Print out the entire listing verbatim.

BEGIN EXERCISE INPUT

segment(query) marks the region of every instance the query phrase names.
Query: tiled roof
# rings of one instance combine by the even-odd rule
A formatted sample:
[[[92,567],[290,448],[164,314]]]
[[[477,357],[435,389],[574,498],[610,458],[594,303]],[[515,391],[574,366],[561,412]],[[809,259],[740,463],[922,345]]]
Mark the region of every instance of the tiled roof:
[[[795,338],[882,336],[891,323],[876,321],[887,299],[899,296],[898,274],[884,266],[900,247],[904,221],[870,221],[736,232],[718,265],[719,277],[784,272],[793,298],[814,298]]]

END EXERCISE INPUT

**SOLUTION**
segment(query) marks the region of every instance the query phrase names.
Query: tiled roof
# rings of one instance combine by the even-odd rule
A formatted sample:
[[[92,567],[290,448],[164,314]]]
[[[477,357],[435,389],[574,498],[610,458],[594,303]],[[515,391],[574,366],[561,412]],[[809,259],[740,463],[922,345]]]
Mark the region of every instance of the tiled roof:
[[[795,338],[882,336],[891,323],[876,321],[887,299],[899,296],[898,274],[884,266],[900,247],[904,221],[870,221],[736,232],[718,265],[719,277],[784,272],[793,298],[814,298]]]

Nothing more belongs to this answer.